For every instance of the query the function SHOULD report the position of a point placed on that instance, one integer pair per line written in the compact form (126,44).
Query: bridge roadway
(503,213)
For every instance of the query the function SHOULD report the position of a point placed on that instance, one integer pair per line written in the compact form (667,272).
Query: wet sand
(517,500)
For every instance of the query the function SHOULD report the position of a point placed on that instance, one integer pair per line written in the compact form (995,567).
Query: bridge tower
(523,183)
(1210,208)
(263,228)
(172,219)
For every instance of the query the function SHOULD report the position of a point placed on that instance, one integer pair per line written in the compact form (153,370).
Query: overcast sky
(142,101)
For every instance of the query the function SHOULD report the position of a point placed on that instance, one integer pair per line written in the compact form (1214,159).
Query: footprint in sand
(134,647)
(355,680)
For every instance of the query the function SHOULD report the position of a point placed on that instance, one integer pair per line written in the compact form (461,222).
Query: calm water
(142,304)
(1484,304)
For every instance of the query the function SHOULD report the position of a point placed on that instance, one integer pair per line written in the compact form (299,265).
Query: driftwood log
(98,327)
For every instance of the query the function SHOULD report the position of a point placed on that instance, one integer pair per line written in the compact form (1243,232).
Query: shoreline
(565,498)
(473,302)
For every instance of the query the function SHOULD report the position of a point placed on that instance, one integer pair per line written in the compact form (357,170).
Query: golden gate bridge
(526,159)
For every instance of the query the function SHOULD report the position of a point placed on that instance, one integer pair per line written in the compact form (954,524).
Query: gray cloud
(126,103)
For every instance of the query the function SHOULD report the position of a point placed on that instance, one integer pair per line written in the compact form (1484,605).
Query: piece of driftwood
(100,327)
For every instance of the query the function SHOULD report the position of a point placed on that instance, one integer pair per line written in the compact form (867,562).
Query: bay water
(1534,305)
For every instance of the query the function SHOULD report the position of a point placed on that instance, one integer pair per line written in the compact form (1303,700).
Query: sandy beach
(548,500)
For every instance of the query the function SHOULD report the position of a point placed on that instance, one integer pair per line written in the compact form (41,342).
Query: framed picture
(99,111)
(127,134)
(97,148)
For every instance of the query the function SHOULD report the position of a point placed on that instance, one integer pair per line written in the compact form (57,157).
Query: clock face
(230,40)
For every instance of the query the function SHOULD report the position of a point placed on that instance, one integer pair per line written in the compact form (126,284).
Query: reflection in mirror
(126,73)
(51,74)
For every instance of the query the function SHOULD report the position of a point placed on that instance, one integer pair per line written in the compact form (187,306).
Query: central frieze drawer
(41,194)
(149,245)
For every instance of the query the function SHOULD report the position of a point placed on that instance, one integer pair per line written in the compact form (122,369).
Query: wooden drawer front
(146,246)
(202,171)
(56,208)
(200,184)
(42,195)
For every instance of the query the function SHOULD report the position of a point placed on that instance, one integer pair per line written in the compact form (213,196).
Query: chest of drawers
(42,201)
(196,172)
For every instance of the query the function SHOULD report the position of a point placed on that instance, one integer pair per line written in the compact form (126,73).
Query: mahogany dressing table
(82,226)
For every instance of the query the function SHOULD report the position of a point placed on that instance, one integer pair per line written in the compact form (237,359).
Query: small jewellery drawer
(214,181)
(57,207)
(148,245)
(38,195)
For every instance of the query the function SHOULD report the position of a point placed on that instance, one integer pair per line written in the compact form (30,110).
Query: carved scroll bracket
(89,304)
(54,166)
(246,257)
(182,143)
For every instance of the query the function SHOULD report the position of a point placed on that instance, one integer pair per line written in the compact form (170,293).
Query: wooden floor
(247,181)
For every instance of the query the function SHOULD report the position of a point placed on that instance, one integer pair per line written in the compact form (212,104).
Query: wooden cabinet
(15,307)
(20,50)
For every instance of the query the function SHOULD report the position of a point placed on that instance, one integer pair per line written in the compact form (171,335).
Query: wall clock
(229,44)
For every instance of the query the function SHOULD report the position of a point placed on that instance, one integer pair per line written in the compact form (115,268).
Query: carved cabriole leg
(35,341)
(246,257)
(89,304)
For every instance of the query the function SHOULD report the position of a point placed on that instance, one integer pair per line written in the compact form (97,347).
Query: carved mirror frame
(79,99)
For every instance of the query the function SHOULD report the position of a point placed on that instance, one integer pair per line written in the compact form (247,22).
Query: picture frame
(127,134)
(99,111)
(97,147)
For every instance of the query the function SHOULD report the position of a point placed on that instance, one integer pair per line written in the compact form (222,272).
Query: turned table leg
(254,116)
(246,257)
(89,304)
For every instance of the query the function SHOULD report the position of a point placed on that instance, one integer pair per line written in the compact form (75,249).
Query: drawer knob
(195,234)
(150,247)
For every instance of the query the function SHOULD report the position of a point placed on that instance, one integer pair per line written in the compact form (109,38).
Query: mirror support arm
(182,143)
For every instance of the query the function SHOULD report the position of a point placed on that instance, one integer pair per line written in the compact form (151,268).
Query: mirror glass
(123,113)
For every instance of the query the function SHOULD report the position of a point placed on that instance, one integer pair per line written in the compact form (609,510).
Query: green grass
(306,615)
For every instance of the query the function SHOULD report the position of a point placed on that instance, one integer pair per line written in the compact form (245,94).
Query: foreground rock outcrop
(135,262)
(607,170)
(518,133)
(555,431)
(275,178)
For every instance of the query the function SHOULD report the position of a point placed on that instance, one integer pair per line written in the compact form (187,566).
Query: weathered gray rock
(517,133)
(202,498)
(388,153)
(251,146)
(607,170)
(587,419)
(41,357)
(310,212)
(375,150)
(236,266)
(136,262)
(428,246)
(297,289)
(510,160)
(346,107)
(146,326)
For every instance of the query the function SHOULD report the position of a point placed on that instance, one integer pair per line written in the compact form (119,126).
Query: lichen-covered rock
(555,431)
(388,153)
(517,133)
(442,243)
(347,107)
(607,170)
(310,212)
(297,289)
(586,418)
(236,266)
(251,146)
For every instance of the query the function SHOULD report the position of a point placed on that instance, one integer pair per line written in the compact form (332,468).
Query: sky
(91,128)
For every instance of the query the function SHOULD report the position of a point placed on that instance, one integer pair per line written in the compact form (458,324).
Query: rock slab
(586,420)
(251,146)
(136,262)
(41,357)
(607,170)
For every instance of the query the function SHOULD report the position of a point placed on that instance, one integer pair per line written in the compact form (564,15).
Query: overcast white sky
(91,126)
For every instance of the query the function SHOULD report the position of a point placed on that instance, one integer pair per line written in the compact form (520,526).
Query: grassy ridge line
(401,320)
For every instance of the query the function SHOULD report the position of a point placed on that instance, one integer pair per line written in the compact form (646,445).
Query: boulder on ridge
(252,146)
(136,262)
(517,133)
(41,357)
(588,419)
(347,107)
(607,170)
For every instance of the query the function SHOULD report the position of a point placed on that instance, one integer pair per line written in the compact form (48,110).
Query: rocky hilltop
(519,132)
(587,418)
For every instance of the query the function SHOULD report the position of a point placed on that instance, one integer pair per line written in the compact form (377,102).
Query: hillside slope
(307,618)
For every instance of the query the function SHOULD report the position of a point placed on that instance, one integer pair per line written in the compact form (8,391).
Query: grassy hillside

════════════════════

■ Task brief ■
Everything from the line containing "compact form (646,445)." to the end of the records must be written out exactly; include both of those lines and no others.

■ Output of the task ■
For every instance of the query the function SHOULD report the position of a point placed on that instance, one integer pair per line written in the compact form (646,445).
Query: boulder on ridge
(252,146)
(136,262)
(517,133)
(41,357)
(588,419)
(347,107)
(607,170)
For every instance of the query the function SHOULD report the position of a point placed on that instance, one integer pair per line written in the compact form (48,110).
Query: rocky hilltop
(519,132)
(587,418)
For every instance of the query the function SHOULD report the position of a point placed on that instance, one integer pair per line written in the compact form (377,102).
Query: hillside slope
(307,618)
For every instance of the query the function SHOULD report the position of a point placed on that instance, one integer pair per line written in the compact form (8,391).
Query: grassy hillside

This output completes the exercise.